● **Material supplied**
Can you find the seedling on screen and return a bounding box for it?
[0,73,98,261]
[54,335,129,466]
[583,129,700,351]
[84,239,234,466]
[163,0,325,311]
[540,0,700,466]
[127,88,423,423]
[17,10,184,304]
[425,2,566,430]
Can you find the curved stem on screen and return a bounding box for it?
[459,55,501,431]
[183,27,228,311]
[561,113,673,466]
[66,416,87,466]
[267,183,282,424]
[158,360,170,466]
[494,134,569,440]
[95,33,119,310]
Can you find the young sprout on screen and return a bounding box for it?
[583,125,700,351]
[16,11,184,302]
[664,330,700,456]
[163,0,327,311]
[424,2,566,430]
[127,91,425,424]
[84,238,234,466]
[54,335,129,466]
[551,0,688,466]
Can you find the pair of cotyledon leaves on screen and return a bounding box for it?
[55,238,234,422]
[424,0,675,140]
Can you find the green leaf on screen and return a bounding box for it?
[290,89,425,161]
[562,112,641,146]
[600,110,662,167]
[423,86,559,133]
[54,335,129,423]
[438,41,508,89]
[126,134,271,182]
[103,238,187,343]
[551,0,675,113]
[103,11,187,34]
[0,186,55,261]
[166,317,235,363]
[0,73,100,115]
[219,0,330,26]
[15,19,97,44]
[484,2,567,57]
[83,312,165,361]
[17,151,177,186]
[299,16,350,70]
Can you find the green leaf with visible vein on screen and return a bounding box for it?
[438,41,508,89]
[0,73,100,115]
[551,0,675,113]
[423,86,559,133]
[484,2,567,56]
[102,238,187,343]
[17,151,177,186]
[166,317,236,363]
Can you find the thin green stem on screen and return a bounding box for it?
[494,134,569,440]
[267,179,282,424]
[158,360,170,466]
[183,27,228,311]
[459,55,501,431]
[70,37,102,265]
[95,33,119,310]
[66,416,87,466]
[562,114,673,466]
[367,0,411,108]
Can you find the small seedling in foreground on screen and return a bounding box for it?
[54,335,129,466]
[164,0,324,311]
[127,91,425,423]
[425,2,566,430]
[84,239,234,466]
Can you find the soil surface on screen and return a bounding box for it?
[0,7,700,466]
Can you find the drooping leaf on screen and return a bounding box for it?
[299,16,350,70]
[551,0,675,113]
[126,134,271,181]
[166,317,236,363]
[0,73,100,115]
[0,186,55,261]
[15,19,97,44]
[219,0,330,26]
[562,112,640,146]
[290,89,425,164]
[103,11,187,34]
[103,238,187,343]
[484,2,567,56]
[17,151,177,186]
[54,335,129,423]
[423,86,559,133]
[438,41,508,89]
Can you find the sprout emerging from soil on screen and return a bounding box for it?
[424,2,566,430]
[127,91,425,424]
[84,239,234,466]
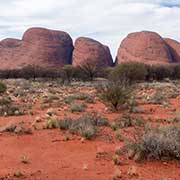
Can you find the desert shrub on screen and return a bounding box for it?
[64,93,94,104]
[58,114,108,139]
[172,64,180,79]
[79,124,96,139]
[147,65,173,81]
[150,89,168,105]
[75,93,94,103]
[111,114,145,130]
[124,126,180,160]
[77,59,103,81]
[58,117,72,130]
[70,114,96,139]
[97,80,132,110]
[0,82,7,93]
[61,65,76,83]
[70,102,86,113]
[109,62,147,83]
[44,117,59,129]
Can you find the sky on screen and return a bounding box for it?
[0,0,180,57]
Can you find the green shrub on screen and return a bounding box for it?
[70,114,96,139]
[126,126,180,160]
[0,82,7,93]
[97,80,132,111]
[146,65,173,81]
[58,117,72,130]
[61,65,76,83]
[110,62,147,83]
[112,114,145,130]
[79,124,96,139]
[70,102,86,113]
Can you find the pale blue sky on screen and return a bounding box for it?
[0,0,180,56]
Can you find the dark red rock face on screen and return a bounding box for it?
[164,38,180,63]
[72,37,113,67]
[116,31,173,64]
[0,28,73,69]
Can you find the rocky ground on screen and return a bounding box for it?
[0,80,180,180]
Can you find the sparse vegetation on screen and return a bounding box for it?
[97,80,132,111]
[0,82,7,94]
[124,126,180,161]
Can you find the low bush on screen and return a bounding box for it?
[111,114,145,130]
[97,80,132,111]
[109,62,147,83]
[126,126,180,161]
[0,82,7,93]
[58,114,108,139]
[70,102,86,113]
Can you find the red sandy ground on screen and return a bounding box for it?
[0,85,180,180]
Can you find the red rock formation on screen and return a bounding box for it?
[0,28,73,69]
[72,37,113,66]
[116,31,173,64]
[164,38,180,63]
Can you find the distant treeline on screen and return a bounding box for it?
[0,62,180,82]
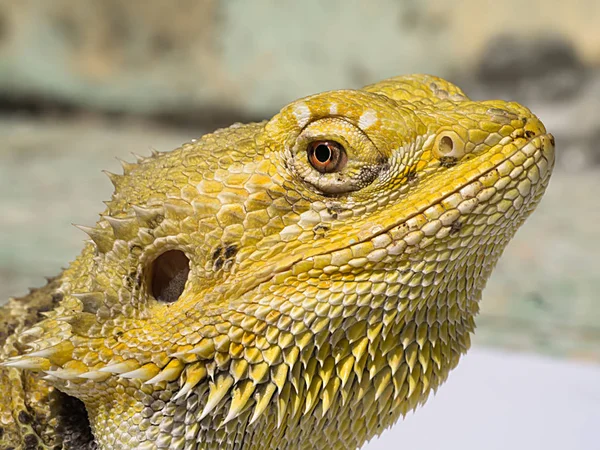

● **What is needed**
Rewrite every record above, replacing "on screen" with "in the photo" and keeping everything else the same. Leave out the pictures.

● **Output of the exercise**
Can you find the seedling in the photo and return a bounding box for it?
[0,73,98,261]
[54,335,129,466]
[583,129,700,351]
[84,239,234,466]
[163,0,325,311]
[540,0,700,466]
[127,88,423,423]
[17,10,184,304]
[425,2,566,430]
Can you find the curved stem in the photo and return a bounding box for it?
[459,55,501,431]
[183,27,228,311]
[561,113,673,466]
[66,416,87,466]
[267,183,282,424]
[158,360,170,466]
[494,134,569,440]
[95,33,119,310]
Can you find the young sprout in the photo and return a bounding box for it?
[583,125,700,351]
[16,11,184,302]
[664,330,700,456]
[163,0,327,311]
[424,2,566,430]
[127,91,425,424]
[84,238,234,466]
[54,335,129,466]
[551,0,688,466]
Can you find the pair of cotyledon leaves in the photo and return a bounding box for it?
[55,238,234,422]
[424,0,675,140]
Can you find the green leaf in the photo and return a bounding box for it?
[290,89,425,161]
[562,112,641,146]
[600,110,662,167]
[423,86,559,133]
[54,335,129,423]
[438,41,508,89]
[126,134,271,182]
[103,238,187,343]
[551,0,675,113]
[103,11,187,34]
[0,186,55,261]
[166,317,235,363]
[0,73,100,115]
[219,0,330,26]
[15,19,97,44]
[484,2,567,57]
[83,312,165,361]
[17,151,177,186]
[299,16,350,70]
Can you find the green leaf with visible vein in the photo and return a bounding box for it?
[438,41,508,89]
[0,73,100,115]
[551,0,675,113]
[423,86,559,133]
[484,2,567,56]
[102,238,187,343]
[17,151,177,186]
[166,317,236,363]
Can you find the thin green stem in the photo and return a bounding box for it?
[494,134,569,440]
[267,179,282,424]
[158,360,170,466]
[183,27,228,311]
[459,55,501,431]
[70,37,102,265]
[95,33,119,310]
[66,416,87,466]
[562,114,673,466]
[367,0,411,108]
Can you find the small seedling in foreground in the photo and return a bounding box for it?
[54,335,129,466]
[164,0,324,311]
[127,91,425,423]
[425,2,566,430]
[84,239,234,466]
Can you find the soil surface in the photo and return a bounding box for it?
[0,7,700,466]
Can you find the drooping leaf in the photo and return a bounding box for it?
[299,16,350,70]
[551,0,675,113]
[126,134,271,181]
[166,317,236,363]
[0,73,100,115]
[0,186,55,261]
[15,19,97,44]
[219,0,330,26]
[562,112,640,146]
[290,89,425,164]
[103,11,187,34]
[103,238,187,343]
[484,2,567,56]
[17,151,177,186]
[54,335,129,423]
[423,86,559,133]
[438,41,508,89]
Can you find the sprout emerging from soil in the photo and return a bounding box for it?
[424,2,566,430]
[127,91,425,424]
[84,239,234,466]
Can you find the desert shrub in the photo and return a bounding box for it?
[64,93,94,104]
[58,114,108,139]
[172,64,180,79]
[79,124,96,139]
[147,65,173,81]
[150,89,168,105]
[75,93,94,103]
[111,114,145,130]
[124,126,180,160]
[77,59,103,81]
[58,117,72,130]
[70,114,96,139]
[97,80,132,110]
[0,82,7,93]
[61,65,76,83]
[70,102,86,113]
[109,62,147,83]
[44,117,59,129]
Can you find the sky in the photo and return a bounding box for it?
[0,0,180,57]
Can you find the green shrub in the photo and return a bounding box for it?
[70,114,96,139]
[126,126,180,160]
[0,82,7,93]
[97,80,132,111]
[146,65,173,81]
[58,117,72,130]
[61,65,76,83]
[110,62,147,83]
[112,114,145,130]
[79,124,96,139]
[70,102,86,113]
Can you find the pale blue sky in the photo and return a bounding box for it?
[0,0,180,56]
Can you find the dark red rock face in the photo and return a bounding box for it?
[164,38,180,63]
[72,37,113,67]
[116,31,173,64]
[0,28,73,69]
Can you find the rocky ground in the photo and return a bounding box for it?
[0,80,180,180]
Can you find the sparse vegetation in the photo and return a bounding box for it?
[97,80,132,111]
[0,82,7,94]
[124,126,180,161]
Can you find the low bush in the photo and return a bounding box for it?
[111,114,145,130]
[97,80,132,111]
[109,62,147,83]
[126,126,180,161]
[0,82,7,93]
[58,114,108,139]
[70,102,86,113]
Can you find the red sandy ground in the photo and return a bounding box for it?
[0,85,180,180]
Can you find the red rock formation in the photo and return a bounding box for it?
[0,28,73,69]
[72,37,113,66]
[116,31,173,64]
[164,38,180,63]
Can you find the distant treeline in the photo and return a bounding box for it?
[0,62,180,82]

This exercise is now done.